### THE DATA
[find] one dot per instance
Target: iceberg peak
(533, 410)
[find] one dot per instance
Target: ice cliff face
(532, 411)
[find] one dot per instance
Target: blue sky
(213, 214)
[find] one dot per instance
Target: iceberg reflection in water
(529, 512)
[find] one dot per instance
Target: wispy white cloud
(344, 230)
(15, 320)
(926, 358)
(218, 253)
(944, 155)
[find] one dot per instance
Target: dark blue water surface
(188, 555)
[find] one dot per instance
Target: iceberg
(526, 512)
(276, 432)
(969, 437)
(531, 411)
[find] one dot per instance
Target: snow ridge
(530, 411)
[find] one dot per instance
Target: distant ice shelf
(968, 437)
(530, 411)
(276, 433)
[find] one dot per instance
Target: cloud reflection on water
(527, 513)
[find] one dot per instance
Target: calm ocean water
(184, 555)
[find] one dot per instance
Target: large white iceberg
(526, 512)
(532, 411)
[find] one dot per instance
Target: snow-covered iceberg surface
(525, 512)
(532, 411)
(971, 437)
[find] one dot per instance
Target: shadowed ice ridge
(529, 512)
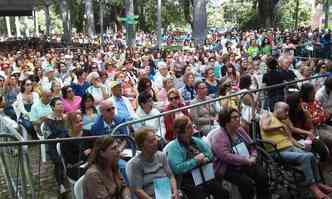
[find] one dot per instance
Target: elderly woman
(75, 153)
(149, 166)
(55, 127)
(89, 111)
(236, 158)
(186, 153)
(71, 102)
(167, 85)
(103, 178)
(188, 91)
(204, 117)
(211, 81)
(174, 100)
(56, 89)
(97, 88)
(146, 109)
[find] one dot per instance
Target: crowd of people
(75, 92)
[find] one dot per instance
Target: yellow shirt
(278, 136)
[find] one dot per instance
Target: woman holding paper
(189, 159)
(103, 178)
(236, 159)
(150, 176)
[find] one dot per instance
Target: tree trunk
(266, 12)
(130, 28)
(199, 22)
(297, 8)
(326, 10)
(9, 30)
(158, 24)
(186, 12)
(65, 16)
(47, 4)
(18, 27)
(90, 20)
(101, 20)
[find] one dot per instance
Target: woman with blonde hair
(145, 169)
(103, 178)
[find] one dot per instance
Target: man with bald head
(108, 120)
(275, 129)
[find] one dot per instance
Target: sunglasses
(174, 98)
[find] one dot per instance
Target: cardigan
(222, 149)
(177, 155)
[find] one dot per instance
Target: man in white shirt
(324, 95)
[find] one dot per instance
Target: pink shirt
(71, 106)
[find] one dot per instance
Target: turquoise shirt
(177, 155)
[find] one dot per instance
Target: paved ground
(48, 187)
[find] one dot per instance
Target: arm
(177, 161)
(300, 131)
(135, 178)
(197, 118)
(94, 187)
(170, 175)
(222, 150)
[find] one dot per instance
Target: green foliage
(240, 14)
(286, 14)
(215, 16)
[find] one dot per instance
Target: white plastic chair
(78, 188)
(71, 181)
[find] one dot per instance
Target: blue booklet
(162, 188)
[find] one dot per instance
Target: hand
(311, 136)
(200, 158)
(175, 195)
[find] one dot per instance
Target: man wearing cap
(41, 109)
(49, 76)
(108, 120)
(97, 89)
(122, 104)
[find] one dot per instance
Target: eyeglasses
(173, 98)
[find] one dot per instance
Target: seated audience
(103, 178)
(175, 102)
(108, 120)
(186, 153)
(273, 129)
(71, 102)
(148, 166)
(75, 153)
(89, 111)
(236, 167)
(204, 117)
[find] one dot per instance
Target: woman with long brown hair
(75, 153)
(103, 178)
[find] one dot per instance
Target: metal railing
(213, 101)
(25, 160)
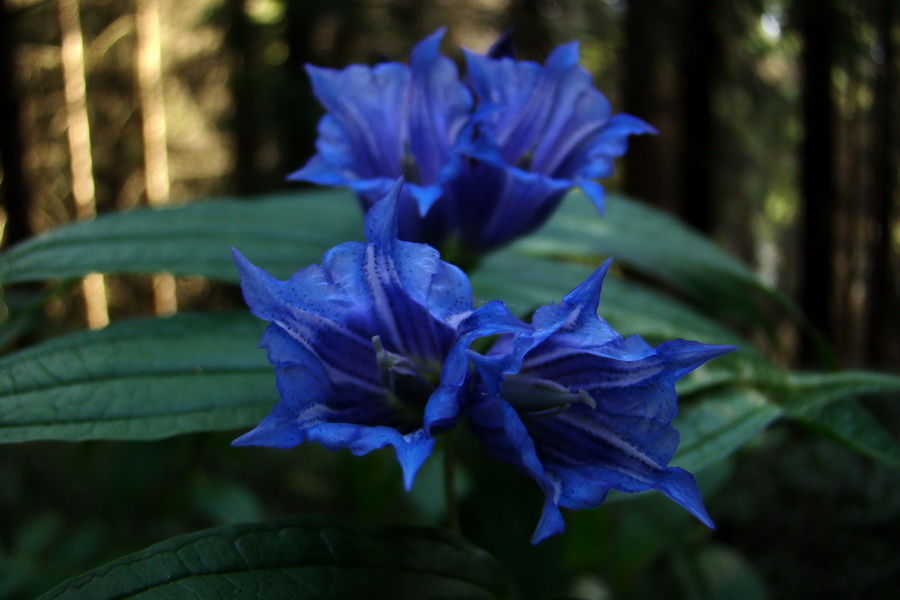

### TO BE DONE
Find each line in the items above that contains the word "snow", and copy those lines out.

### EXERCISE ANSWER
Target: snow ridge
Target: snow-covered iceberg surface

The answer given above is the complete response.